◆ **Exercise description**
Select every line in the records that contains the string "rosemary", treating uppercase and lowercase as different, and copy each of those lines.

◆ **Given entries**
-- begin --

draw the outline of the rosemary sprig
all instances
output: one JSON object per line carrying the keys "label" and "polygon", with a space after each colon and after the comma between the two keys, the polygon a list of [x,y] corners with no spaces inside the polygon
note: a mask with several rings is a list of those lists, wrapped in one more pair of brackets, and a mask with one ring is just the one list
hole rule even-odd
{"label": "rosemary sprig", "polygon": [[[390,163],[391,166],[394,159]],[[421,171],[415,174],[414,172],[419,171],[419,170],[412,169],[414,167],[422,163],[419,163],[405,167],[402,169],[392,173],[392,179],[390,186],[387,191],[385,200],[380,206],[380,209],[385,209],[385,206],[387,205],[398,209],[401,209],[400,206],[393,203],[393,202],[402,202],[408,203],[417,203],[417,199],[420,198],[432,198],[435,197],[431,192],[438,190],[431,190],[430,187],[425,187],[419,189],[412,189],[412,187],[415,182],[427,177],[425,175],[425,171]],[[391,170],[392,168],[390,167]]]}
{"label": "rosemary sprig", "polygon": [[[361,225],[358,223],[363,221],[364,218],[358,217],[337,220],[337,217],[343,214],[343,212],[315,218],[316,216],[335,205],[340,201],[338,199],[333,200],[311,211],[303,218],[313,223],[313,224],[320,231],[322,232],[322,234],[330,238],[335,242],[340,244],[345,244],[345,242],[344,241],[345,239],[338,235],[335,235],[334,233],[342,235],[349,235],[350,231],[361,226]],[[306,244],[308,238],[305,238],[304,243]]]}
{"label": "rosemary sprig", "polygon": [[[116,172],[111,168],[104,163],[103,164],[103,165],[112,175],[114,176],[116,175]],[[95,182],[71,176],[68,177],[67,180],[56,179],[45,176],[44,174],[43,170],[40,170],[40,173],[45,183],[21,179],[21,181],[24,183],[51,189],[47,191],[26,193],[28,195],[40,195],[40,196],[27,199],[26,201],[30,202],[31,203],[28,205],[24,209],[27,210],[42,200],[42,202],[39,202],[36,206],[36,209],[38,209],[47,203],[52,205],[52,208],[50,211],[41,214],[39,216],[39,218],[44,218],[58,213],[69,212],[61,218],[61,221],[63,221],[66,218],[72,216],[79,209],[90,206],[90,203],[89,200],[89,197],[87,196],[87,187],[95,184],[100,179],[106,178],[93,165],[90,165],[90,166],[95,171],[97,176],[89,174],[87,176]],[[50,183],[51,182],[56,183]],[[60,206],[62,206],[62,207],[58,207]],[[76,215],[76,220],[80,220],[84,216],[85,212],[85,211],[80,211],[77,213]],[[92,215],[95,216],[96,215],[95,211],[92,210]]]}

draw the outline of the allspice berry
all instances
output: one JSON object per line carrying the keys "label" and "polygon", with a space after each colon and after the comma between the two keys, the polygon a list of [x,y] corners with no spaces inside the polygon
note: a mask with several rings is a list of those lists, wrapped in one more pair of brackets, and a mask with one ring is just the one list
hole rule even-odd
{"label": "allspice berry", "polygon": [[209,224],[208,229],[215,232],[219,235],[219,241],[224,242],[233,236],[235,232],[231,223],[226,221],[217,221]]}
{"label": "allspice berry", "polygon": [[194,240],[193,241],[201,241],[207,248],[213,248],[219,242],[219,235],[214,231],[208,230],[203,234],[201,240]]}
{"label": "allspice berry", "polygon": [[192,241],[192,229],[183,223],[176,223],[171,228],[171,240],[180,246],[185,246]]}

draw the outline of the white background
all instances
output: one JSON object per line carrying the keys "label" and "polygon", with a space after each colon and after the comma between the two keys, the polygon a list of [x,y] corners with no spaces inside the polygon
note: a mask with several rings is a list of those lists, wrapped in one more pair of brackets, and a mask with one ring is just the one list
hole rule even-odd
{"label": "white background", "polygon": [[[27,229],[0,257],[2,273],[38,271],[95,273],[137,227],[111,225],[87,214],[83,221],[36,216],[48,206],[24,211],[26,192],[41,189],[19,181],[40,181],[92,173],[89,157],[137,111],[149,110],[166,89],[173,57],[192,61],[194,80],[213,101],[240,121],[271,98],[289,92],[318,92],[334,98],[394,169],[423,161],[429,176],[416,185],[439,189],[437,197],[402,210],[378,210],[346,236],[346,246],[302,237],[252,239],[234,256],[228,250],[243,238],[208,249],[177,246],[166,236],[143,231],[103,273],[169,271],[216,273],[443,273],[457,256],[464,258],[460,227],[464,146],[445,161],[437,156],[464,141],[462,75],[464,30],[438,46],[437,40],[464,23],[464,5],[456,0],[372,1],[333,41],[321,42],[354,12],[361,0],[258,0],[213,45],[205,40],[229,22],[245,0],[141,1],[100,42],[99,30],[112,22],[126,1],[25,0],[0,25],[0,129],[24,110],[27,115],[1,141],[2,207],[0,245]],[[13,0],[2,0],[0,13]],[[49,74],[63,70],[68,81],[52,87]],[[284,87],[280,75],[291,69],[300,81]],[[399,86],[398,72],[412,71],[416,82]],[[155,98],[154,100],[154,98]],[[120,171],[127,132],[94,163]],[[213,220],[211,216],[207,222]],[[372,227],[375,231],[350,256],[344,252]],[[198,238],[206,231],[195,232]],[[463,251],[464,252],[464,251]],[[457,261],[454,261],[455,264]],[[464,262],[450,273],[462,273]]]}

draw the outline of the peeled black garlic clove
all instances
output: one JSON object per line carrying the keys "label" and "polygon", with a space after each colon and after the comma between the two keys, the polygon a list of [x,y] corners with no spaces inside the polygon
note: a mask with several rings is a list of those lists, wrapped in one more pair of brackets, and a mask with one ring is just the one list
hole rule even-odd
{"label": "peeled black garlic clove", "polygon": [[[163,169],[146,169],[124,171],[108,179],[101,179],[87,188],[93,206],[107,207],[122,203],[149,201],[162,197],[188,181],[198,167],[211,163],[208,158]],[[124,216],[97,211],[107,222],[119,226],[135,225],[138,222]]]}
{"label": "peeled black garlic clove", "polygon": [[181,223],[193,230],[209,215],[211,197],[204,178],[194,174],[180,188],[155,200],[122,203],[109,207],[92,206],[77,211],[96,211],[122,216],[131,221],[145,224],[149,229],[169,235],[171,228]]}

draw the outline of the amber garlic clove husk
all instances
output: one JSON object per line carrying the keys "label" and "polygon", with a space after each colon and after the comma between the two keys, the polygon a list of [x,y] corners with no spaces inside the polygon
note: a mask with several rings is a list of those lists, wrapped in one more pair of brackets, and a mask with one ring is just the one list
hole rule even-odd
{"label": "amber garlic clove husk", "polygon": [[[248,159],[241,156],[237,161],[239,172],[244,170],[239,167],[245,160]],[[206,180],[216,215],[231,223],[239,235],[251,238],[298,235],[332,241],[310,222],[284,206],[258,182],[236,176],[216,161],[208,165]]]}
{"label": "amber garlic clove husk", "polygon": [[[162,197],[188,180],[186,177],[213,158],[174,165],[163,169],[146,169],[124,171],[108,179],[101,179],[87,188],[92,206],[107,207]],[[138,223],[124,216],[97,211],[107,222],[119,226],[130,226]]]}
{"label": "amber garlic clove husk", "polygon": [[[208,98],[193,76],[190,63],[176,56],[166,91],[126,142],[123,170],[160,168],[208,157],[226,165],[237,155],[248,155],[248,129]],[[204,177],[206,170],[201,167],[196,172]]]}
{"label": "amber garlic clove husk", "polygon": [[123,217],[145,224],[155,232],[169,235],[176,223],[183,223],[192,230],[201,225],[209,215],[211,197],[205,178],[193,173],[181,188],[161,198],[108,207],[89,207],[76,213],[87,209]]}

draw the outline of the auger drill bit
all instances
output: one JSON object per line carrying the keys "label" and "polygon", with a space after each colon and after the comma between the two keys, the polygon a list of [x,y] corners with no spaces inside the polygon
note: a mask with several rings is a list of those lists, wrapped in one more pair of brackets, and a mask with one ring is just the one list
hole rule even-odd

-- end --
-- begin --

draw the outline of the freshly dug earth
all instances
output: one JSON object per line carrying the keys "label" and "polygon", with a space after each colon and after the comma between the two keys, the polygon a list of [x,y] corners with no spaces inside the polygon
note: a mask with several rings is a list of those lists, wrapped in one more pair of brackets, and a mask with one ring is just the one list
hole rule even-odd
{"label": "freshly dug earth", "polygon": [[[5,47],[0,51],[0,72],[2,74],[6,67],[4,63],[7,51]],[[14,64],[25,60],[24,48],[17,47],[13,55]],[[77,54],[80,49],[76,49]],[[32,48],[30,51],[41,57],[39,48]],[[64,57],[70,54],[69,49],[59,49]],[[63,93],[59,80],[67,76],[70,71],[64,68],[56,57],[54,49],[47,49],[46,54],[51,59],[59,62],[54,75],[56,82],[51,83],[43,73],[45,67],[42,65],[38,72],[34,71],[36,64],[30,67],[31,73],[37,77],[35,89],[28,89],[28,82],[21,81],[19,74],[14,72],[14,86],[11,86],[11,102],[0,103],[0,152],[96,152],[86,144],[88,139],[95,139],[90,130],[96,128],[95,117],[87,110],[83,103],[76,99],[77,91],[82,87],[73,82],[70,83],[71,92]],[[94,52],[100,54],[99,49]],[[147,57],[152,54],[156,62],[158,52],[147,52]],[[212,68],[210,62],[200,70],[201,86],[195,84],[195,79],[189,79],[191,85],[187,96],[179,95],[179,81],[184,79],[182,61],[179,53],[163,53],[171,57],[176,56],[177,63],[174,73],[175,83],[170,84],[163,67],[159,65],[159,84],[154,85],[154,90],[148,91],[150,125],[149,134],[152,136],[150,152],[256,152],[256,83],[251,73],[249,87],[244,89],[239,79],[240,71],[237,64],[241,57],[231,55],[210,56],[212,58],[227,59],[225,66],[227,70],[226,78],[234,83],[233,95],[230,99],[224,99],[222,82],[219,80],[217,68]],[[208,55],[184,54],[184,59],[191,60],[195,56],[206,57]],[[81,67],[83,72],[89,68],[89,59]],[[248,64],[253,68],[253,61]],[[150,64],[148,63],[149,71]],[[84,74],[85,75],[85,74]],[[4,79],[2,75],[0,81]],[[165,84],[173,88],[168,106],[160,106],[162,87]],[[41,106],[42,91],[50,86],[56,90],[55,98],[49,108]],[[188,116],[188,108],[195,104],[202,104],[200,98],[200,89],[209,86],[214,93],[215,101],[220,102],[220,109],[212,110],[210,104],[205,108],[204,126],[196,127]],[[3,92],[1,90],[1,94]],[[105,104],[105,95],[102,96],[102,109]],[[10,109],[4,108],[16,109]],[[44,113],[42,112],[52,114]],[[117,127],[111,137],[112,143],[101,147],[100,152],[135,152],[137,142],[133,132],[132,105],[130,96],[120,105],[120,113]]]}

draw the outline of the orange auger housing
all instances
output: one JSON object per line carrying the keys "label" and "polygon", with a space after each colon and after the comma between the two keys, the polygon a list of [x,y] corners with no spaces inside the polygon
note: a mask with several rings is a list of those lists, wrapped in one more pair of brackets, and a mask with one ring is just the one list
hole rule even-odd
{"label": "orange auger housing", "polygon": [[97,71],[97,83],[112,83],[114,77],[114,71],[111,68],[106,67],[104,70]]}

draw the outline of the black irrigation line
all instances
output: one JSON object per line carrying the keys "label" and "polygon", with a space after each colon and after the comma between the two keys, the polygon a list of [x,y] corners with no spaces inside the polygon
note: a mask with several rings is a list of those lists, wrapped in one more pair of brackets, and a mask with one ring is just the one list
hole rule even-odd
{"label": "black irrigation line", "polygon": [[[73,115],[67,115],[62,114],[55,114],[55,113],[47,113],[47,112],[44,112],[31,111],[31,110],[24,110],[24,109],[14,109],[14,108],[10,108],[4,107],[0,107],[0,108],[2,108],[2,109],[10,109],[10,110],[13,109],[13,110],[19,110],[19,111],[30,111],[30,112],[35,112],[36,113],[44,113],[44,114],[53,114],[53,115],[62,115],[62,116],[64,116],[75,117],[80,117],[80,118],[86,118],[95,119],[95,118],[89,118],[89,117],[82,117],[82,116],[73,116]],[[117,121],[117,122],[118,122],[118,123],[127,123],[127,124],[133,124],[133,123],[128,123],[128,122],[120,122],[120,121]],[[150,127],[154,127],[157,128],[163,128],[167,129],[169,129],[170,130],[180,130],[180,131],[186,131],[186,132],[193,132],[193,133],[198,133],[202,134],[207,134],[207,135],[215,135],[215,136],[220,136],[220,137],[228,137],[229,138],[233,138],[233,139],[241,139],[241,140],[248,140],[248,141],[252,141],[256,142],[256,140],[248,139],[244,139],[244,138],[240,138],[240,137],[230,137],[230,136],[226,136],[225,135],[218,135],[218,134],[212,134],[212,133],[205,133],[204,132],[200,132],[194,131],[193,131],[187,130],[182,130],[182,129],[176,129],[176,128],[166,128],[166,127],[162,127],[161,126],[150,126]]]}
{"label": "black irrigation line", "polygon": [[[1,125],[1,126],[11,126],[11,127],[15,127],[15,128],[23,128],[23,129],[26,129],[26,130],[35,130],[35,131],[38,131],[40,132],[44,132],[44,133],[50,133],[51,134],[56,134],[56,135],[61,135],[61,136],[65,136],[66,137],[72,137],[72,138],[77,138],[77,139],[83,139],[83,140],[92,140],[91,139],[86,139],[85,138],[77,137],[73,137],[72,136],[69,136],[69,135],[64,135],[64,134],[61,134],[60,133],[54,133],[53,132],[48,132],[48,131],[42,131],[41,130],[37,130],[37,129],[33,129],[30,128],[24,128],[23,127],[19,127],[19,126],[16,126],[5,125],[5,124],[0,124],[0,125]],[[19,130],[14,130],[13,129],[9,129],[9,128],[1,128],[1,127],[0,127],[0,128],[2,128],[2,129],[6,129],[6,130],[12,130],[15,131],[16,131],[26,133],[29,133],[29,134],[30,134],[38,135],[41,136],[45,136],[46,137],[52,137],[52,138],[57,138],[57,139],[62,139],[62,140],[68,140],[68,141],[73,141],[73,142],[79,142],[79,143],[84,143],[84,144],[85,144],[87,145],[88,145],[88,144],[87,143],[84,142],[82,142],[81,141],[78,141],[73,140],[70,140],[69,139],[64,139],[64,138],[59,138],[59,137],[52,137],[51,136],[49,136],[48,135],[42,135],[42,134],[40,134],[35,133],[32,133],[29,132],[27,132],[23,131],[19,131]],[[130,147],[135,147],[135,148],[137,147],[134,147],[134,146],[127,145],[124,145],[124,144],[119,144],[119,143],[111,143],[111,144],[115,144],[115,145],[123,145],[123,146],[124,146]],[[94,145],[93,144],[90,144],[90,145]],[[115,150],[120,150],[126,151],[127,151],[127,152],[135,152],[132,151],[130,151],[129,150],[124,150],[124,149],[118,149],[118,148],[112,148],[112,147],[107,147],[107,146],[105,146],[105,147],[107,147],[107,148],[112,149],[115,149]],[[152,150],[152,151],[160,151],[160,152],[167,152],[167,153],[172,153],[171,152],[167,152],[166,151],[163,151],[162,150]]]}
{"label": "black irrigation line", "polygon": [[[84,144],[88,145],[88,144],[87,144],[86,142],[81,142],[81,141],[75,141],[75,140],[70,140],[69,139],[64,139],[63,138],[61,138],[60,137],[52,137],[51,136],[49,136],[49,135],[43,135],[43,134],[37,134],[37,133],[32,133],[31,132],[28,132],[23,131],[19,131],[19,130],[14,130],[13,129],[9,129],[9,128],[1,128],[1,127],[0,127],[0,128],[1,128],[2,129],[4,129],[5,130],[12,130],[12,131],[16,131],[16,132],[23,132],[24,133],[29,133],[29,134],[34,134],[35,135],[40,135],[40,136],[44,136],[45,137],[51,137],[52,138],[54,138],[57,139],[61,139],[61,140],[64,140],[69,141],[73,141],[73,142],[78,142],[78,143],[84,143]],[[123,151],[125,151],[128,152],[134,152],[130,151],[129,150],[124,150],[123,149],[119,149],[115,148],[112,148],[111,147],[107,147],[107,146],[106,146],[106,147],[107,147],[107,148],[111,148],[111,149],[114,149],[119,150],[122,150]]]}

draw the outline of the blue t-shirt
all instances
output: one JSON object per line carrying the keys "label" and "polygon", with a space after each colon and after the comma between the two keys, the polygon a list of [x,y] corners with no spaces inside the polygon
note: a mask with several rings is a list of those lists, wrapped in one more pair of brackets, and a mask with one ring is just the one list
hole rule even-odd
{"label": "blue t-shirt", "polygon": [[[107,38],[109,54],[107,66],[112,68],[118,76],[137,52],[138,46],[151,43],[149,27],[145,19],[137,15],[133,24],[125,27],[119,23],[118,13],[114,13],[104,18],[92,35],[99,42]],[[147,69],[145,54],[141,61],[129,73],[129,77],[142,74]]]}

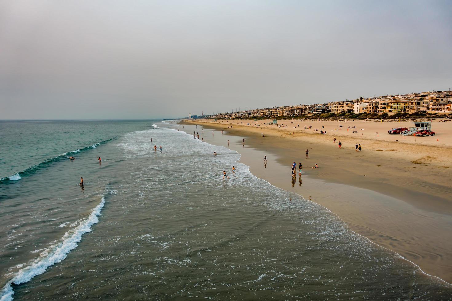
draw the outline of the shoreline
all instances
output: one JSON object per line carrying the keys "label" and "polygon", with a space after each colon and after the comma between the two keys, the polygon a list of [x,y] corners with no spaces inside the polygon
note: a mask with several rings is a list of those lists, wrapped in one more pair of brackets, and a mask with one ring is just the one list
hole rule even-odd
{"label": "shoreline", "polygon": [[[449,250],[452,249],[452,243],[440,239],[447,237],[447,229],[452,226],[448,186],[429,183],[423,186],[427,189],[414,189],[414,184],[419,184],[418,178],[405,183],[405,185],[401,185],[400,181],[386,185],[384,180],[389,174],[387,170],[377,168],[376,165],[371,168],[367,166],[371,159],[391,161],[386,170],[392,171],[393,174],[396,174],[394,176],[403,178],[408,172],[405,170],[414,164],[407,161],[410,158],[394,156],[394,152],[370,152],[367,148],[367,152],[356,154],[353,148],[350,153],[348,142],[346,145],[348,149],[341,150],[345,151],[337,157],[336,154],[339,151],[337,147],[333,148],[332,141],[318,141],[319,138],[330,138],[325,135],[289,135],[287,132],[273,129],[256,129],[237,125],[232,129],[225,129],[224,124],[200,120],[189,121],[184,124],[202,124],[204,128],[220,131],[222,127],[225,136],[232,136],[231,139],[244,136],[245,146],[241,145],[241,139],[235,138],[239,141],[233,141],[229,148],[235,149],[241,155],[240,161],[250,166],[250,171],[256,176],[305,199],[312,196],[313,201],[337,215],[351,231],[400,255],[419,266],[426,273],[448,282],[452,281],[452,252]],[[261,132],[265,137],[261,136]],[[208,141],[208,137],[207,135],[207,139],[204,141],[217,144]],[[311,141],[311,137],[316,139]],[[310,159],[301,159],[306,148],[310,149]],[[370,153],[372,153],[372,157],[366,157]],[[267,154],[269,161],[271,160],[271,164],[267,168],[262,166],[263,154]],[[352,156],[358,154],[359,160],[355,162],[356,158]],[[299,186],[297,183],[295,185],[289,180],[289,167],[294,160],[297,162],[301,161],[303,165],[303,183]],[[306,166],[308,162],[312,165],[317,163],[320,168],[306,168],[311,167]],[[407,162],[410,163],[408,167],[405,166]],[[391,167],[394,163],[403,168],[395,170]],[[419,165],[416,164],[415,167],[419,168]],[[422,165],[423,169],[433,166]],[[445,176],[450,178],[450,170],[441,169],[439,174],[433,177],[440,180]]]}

-- end --
-- begin --

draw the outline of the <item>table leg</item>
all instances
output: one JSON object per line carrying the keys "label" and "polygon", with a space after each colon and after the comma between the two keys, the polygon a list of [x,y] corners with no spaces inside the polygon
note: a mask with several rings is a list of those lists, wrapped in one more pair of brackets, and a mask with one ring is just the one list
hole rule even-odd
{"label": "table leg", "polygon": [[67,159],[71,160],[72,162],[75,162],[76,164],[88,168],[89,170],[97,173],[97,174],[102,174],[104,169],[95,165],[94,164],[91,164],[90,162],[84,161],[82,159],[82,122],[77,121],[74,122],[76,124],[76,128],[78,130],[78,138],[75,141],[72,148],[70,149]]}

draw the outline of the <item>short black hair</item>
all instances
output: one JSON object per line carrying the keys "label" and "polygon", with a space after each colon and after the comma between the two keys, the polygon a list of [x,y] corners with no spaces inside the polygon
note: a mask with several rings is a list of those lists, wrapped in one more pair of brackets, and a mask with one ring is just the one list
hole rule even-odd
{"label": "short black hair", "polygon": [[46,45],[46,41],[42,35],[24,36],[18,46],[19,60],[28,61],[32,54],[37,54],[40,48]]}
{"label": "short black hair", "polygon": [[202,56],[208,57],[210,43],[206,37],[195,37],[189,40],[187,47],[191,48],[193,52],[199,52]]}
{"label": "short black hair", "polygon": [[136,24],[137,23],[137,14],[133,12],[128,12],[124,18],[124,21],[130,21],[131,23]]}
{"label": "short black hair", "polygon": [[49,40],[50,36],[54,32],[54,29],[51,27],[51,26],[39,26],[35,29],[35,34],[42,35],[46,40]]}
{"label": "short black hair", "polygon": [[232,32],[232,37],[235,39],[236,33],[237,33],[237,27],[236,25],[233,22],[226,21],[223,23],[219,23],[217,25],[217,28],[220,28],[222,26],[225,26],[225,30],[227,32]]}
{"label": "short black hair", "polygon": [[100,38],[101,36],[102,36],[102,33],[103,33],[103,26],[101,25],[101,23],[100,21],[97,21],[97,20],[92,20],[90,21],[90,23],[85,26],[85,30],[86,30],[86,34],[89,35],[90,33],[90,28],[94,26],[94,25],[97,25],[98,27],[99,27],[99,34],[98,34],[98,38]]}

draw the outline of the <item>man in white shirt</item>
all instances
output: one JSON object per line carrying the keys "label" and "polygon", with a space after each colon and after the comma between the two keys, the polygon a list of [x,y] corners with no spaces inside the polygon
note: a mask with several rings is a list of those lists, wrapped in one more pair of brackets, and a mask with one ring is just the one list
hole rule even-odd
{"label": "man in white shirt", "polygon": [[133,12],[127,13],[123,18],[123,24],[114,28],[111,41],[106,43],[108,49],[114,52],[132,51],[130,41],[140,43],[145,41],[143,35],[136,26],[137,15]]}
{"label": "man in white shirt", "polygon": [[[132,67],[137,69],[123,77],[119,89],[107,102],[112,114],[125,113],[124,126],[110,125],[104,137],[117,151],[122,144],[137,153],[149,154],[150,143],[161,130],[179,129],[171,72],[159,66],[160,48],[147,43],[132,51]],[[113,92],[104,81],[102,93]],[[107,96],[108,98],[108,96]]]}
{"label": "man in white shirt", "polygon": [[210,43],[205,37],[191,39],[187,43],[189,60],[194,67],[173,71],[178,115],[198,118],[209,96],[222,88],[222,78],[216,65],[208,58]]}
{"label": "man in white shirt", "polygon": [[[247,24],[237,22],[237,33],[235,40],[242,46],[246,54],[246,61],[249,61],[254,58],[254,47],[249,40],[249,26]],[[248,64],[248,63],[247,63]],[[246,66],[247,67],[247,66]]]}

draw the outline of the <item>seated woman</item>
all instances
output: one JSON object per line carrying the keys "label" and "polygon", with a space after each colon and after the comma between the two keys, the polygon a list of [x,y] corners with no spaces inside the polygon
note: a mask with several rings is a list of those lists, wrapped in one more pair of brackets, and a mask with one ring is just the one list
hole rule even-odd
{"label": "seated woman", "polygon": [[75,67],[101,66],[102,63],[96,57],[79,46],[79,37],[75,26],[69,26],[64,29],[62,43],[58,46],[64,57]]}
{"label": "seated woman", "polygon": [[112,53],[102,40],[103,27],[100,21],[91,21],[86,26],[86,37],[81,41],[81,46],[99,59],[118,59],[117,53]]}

-- end --

◆ **Expected answer**
draw the outline of the rosemary sprig
{"label": "rosemary sprig", "polygon": [[[390,163],[391,166],[394,159]],[[421,171],[415,174],[414,172],[419,171],[419,170],[412,169],[414,167],[422,163],[419,163],[405,167],[402,169],[392,173],[392,179],[390,186],[387,191],[385,200],[380,206],[380,209],[385,209],[385,206],[387,205],[398,209],[401,209],[400,206],[393,203],[393,202],[402,202],[408,203],[417,203],[417,199],[420,198],[432,198],[435,197],[431,192],[438,190],[431,190],[430,187],[425,187],[419,189],[412,189],[412,187],[415,182],[427,177],[425,175],[425,171]],[[391,170],[392,168],[390,167]]]}
{"label": "rosemary sprig", "polygon": [[[361,225],[358,223],[363,221],[364,218],[358,217],[337,220],[337,217],[343,214],[343,212],[315,218],[316,216],[335,205],[340,201],[338,199],[333,200],[311,211],[303,218],[313,223],[313,224],[320,231],[322,232],[322,234],[330,238],[335,242],[340,244],[345,244],[345,242],[344,241],[345,239],[338,235],[335,235],[334,233],[342,235],[349,235],[350,231],[361,226]],[[306,244],[308,238],[305,238],[304,243]]]}
{"label": "rosemary sprig", "polygon": [[[116,172],[111,168],[104,163],[103,164],[103,165],[112,175],[114,176],[116,175]],[[95,182],[71,176],[68,177],[67,180],[56,179],[45,176],[44,174],[43,170],[40,170],[40,173],[45,183],[21,179],[21,181],[24,183],[51,189],[47,191],[26,193],[28,195],[40,195],[40,196],[27,199],[26,201],[30,202],[31,203],[28,205],[24,209],[27,210],[42,200],[42,202],[39,202],[36,206],[36,209],[38,209],[47,203],[52,205],[52,208],[50,211],[41,214],[39,216],[39,218],[44,218],[58,213],[69,212],[61,218],[61,221],[63,221],[66,218],[72,216],[79,209],[90,206],[90,203],[89,200],[89,197],[87,196],[87,187],[95,184],[100,179],[106,178],[93,165],[90,165],[90,166],[95,171],[97,176],[89,174],[87,176]],[[50,183],[51,182],[56,183]],[[60,206],[62,206],[62,207],[58,207]],[[76,215],[76,220],[80,220],[84,216],[85,212],[85,211],[80,211],[77,213]],[[92,215],[95,216],[96,215],[95,211],[92,210]]]}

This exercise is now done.